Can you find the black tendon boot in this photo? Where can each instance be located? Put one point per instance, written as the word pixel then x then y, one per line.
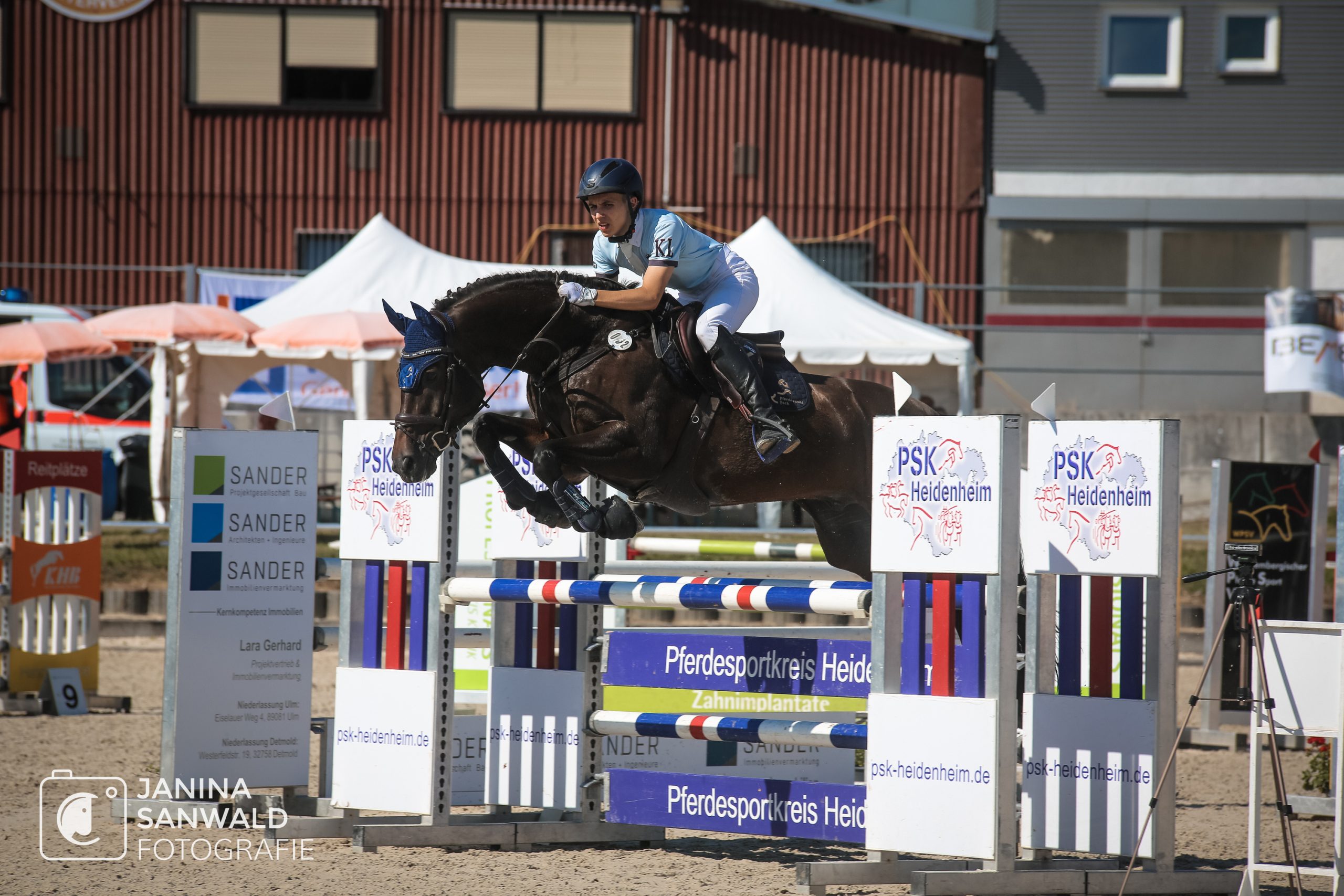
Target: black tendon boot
pixel 773 438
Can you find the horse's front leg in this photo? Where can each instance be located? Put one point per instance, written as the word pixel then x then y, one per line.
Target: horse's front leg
pixel 523 436
pixel 609 446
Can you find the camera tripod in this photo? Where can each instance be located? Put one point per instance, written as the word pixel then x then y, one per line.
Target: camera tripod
pixel 1244 616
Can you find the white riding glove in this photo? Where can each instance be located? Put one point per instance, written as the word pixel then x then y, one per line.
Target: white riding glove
pixel 577 293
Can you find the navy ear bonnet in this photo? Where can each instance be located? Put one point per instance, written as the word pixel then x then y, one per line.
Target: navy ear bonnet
pixel 426 342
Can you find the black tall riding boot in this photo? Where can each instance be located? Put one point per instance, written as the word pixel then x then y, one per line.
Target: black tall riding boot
pixel 773 437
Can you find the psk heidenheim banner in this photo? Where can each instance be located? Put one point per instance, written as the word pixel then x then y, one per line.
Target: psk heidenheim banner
pixel 241 628
pixel 936 493
pixel 382 516
pixel 1303 343
pixel 1090 498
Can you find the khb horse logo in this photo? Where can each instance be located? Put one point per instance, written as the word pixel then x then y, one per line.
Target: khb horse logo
pixel 1084 488
pixel 928 483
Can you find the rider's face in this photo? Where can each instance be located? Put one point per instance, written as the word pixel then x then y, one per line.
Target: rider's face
pixel 609 213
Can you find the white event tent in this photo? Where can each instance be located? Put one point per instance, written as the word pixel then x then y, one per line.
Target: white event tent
pixel 828 327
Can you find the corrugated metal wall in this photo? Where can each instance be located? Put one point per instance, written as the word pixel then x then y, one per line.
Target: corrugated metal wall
pixel 850 123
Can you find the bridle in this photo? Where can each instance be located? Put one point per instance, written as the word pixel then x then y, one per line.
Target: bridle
pixel 435 429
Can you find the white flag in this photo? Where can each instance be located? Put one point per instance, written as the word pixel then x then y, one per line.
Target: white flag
pixel 279 409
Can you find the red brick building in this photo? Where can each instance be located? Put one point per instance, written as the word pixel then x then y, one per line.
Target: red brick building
pixel 256 135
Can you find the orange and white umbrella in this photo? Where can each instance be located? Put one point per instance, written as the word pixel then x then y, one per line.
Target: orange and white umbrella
pixel 30 343
pixel 172 323
pixel 356 335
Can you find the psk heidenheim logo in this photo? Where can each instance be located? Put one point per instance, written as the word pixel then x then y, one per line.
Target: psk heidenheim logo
pixel 380 493
pixel 928 483
pixel 1084 488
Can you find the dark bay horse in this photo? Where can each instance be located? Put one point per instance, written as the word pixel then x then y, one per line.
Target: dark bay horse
pixel 620 417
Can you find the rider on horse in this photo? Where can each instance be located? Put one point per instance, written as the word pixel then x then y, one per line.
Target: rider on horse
pixel 667 251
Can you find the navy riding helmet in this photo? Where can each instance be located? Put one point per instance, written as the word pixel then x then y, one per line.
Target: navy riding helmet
pixel 612 176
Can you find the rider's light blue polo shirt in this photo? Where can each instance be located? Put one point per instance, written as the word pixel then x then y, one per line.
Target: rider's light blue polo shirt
pixel 660 239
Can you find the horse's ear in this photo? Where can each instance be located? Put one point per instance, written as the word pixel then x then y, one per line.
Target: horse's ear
pixel 397 319
pixel 432 324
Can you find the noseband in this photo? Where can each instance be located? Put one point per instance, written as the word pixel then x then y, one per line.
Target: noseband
pixel 435 430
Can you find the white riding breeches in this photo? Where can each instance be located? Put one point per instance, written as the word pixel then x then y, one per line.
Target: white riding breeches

- - - - -

:: ACTIVITY ::
An exact restatement of every record is required. Omit the images.

:: EXERCISE OUTPUT ::
Can you find the black tendon boot in this photo? Where can each instance be located? Put one point per instance, written as the word pixel then x then y, one per line.
Target: black tendon boot
pixel 773 438
Can you find the horse's front leg in this photo? Where can each instance be located? Put one point per instance, written as the word pixel then x then y, one per line.
Target: horse's front leg
pixel 523 436
pixel 609 446
Can you find the camera tripod in this photo? Where can each instance be located? Put one point per instance, written as the word pixel then x then y, one per line.
Target: camera tripod
pixel 1244 616
Can you find the white riding glove in this photo? Where can each instance be located? Put one point per instance, written as the word pixel then x then y, one per line.
Target: white riding glove
pixel 577 293
Can you find the navy ear bonnet in this photo? Where can each instance be located? Put one point per instance, written as the word pixel then x then y, one per line.
Target: navy ear bonnet
pixel 426 342
Can you find the black tall riding boot in this photo? Where can each instance be located? Put one point per instance, written as the word pixel then x then y, one per line.
Target: black tall riding boot
pixel 773 437
Can you find the psk heidenheim banner in this photo? Where can each instance be located? Put one point per instance, written as the word pixel then x then y, one per line.
Target: psk heidenheim banner
pixel 241 628
pixel 936 493
pixel 382 516
pixel 1303 343
pixel 1090 498
Can you find the khb horse logo in this photo? Where can each instance be located? Put one point per instance, written as the word pixel then x then y, one per line.
Target: khb horse logo
pixel 1084 488
pixel 928 483
Can you find the rider's face in this photo? Where can each instance be located? Put one point per instance, written as the word pixel then x then y, one per line.
Target: rider's face
pixel 609 213
Can you find the white event tent in this photo? Where can each instance be located? Put one point per instance, written as the word pixel then x then y, one per line.
Target: white event tent
pixel 828 327
Can you find the corrugated metal wall in this photo? Where can each instance be located? Put one point per instance, written as the word pixel then x then y, one per line.
Target: corrugated metal wall
pixel 850 123
Can you find the bridle in this photo? Where can each instance be located? Put one point per instance, written as the word pixel then x then y, one per line.
Target: bridle
pixel 435 429
Can you find the white flag in this photo? Where can each instance be located? Put one point per instance, written as the word pixel then x then y, one per line.
Target: white flag
pixel 279 409
Can you find the red brick building in this photo? Where can each instance be located? Put one point per instance, written as the word pixel then x then y, one per line.
Target: red brick building
pixel 256 135
Can you find the orange and white umbrella in this photo? Where can each instance be located? Put one point per instance, written as the word pixel then x then y, one per line.
Target: orange and white umbrella
pixel 30 343
pixel 172 323
pixel 356 335
Can you find the psk heidenheim logo in this photo? Where can each instance be located? Put one point per instance, written as the word pixel then x then y, one per line.
Target: psk heidenheim logo
pixel 380 493
pixel 928 483
pixel 1084 488
Can you find the dark bay horse in this photo? Where can each instance be located? Put one point per instance, written as the word pixel then x then y, one per line.
Target: dark bay horse
pixel 620 417
Can you find the rider on horse in this photo? Where can each instance be located? Put one point per instance, written as the word pixel then x then y, one per line.
Target: rider on horse
pixel 667 251
Can you find the navy riding helmet in this photo? Where can each instance be located? Put one point per instance, written as the word pixel then x then y, one per line.
Target: navy riding helmet
pixel 612 176
Can you find the rider's light blue polo shirt in this photo? Where can each instance be located? Put one point per instance, written as the word pixel then x then y, one per line.
Target: rider's light blue polo shirt
pixel 660 239
Can you find the horse's ear in this photo? Where can each instance be located? Put one point per instance, written as the word pixel then x then y, one per line.
Target: horse's ear
pixel 397 319
pixel 432 324
Can you find the noseband in this photo? Where can each instance be located? Put one point per instance, written as the word pixel then x then y, one per line.
Target: noseband
pixel 435 430
Can you find the white riding breeches in this photo? Where can each instance be located? Put one point per instance, written as the word pixel then x then y, one per line.
Target: white riding breeches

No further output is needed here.